### What you will do
Emit the entire listing verbatim.

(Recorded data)
___
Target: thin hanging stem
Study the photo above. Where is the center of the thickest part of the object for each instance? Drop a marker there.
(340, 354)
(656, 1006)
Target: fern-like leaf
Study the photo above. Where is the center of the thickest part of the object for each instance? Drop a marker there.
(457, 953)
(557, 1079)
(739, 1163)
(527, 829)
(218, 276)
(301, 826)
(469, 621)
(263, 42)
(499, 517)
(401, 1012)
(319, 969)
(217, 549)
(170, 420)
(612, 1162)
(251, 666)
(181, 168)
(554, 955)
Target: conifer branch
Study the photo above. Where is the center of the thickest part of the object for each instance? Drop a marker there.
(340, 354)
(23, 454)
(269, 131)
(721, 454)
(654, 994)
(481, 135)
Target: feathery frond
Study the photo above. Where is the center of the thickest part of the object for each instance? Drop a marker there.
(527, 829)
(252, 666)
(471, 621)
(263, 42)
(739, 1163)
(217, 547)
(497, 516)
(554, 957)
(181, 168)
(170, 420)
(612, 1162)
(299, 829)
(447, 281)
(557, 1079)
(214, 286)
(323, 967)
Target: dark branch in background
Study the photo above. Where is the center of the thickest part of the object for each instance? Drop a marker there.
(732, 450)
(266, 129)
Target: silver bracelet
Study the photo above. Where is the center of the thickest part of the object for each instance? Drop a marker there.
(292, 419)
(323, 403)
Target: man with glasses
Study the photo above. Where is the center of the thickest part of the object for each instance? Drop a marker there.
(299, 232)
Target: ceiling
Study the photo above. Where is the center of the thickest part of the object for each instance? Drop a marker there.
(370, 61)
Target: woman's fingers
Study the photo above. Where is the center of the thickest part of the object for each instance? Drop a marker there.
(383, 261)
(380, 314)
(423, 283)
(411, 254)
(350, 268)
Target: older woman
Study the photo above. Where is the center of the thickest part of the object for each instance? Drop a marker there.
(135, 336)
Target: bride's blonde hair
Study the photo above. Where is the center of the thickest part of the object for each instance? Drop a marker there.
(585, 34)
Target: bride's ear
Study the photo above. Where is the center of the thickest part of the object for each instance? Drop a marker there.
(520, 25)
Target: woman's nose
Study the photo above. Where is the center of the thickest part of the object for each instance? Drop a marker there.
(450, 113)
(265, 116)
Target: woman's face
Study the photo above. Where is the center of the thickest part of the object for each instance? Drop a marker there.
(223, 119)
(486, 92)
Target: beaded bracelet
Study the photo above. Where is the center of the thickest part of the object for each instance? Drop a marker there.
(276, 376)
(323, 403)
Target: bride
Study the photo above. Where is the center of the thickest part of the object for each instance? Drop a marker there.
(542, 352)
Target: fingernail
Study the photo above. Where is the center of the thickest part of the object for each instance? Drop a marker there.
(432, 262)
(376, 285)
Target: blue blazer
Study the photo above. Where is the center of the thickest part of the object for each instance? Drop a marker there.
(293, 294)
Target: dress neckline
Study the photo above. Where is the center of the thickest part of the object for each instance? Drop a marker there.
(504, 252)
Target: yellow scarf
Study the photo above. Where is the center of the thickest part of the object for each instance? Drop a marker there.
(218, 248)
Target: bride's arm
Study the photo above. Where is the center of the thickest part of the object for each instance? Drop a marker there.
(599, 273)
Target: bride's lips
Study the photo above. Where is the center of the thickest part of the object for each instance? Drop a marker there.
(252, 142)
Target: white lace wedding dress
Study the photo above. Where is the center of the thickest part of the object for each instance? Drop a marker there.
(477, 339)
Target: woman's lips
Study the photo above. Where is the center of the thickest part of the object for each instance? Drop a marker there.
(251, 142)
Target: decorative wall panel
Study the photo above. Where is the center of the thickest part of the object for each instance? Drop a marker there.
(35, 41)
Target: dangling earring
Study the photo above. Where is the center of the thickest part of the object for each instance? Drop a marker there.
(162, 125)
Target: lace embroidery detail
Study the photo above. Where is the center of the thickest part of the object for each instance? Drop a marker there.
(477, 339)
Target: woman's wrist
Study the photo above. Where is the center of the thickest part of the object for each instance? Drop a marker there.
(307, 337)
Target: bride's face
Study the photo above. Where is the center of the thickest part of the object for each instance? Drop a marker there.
___
### Final result
Target: thin hanging stem
Study the photo above. Where is the center of the thickest part of the object for each instance? Drop a marker there.
(340, 354)
(656, 1006)
Target: fern-like leaf
Study the photo above. Where is the center of the thickest part of the object for each instance? Drop a marker there.
(457, 953)
(557, 1079)
(739, 1163)
(527, 829)
(218, 276)
(301, 826)
(469, 621)
(263, 42)
(499, 517)
(401, 1012)
(319, 969)
(217, 549)
(170, 420)
(612, 1162)
(251, 666)
(181, 168)
(554, 955)
Target: conifer branch
Study the photo above. Where is the center of the thickest part of the object for each instance? Drop a marker there.
(340, 354)
(23, 454)
(269, 131)
(721, 454)
(654, 994)
(481, 135)
Target: feathery frond
Study the photo above. Where is the center of the thickest part of the object for each instance? Drop a marker there.
(527, 829)
(252, 666)
(471, 621)
(263, 42)
(739, 1163)
(217, 547)
(497, 516)
(554, 957)
(181, 168)
(170, 420)
(612, 1162)
(299, 829)
(447, 281)
(557, 1079)
(214, 286)
(323, 967)
Target: dark branch in background
Study the photo above. Where is the center of the thickest part of the object for each instance? Drop a marker there.
(732, 450)
(266, 129)
Target: silver bracelet
Study the photo above. Where is the center of the thickest part of the object for each instance? Drop a marker there.
(292, 419)
(323, 403)
Target: man with glasses
Study the photo above. Where is the center of the thickest part of the object for each instance? Drop a marker there.
(299, 232)
Target: ceiling
Study the photo above. Where is the center of the thickest part of the object for each instance? Drop a marker there.
(370, 61)
Target: woman's fingers
Study the photo above. Where is the center of the thickest part of the object for each instance? Drop a marker there.
(383, 261)
(380, 314)
(423, 283)
(411, 254)
(350, 268)
Target: older woman
Study the photo above. Where is the center of the thickest part of the object for each instance? Drop a marker there.
(135, 336)
Target: bride's blonde hair
Study the photo above. Where is the center of the thickest part of the object for each instance? Drop a marker there.
(585, 34)
Target: bride's ear
Study the photo above. Where is the center of the thickest part of the object for each instance? Drop a marker there.
(520, 25)
Target: woman's nose
Study the photo above. Where is the center of the thickest part of the object for each instance? Drop a marker there.
(450, 113)
(265, 116)
Target: woman's face
Study the photo above. Where is the center of the thickest part of the object for each instance? Drop a marker there.
(223, 119)
(486, 92)
Target: beaded bracelet
Study the photo above. Where is the center of the thickest part of the object for each instance? Drop a marker there.
(276, 376)
(323, 403)
Target: bride
Study the photo above. Where is the center of the thickest part of the object for each instance? Drop a marker there.
(542, 352)
Target: fingernail
Study the photo above. Where is the center of the thickest part of the object for each instance? Drop a marker there.
(432, 262)
(376, 285)
Target: blue blazer
Study the photo above. Where is the center of the thickest part of the object for each instance? Drop a marker there.
(293, 294)
Target: dress neckline
Study the photo above. Where is the center of the thickest part of the object for each instance? Drop a marker there.
(504, 252)
Target: yellow scarf
Study the photo above. Where is the center of the thickest part of the object for each instance? Drop a marker there.
(218, 248)
Target: bride's arm
Study the photo above. Where is the center of the thickest part of the object for each instance? Drop a marker there.
(599, 273)
Target: bride's lips
Study the photo above. Where is the center of the thickest part of the object for each instance? Drop a marker there.
(252, 142)
Target: white lace wedding dress
Study the photo above. Where is the center of the thickest part of the object for each instance? Drop a marker there.
(477, 339)
Target: woman's lips
Study the photo above. Where is the center of the thickest part of the object for each instance? Drop a marker there.
(251, 142)
Target: decorative wall panel
Study the photo above. Where is the center of the thickest part of the object for each instance? Drop a marker there.
(35, 41)
Target: dangling earring
Study the photo above. Where is the center of the thickest part of the object for each instance? Drop a marker there.
(162, 125)
Target: lace embroidery detail
Study the photo above. Where is the center of the thickest part of the object for each instance? Drop a marker there.
(477, 339)
Target: woman's wrist
Study the photo above. Where is the center of the thickest part of the object for each instance? Drop a marker there.
(307, 337)
Target: bride's face
Study the photo above. Where is the center of the thickest part of the object for each instance? Drop a marker there.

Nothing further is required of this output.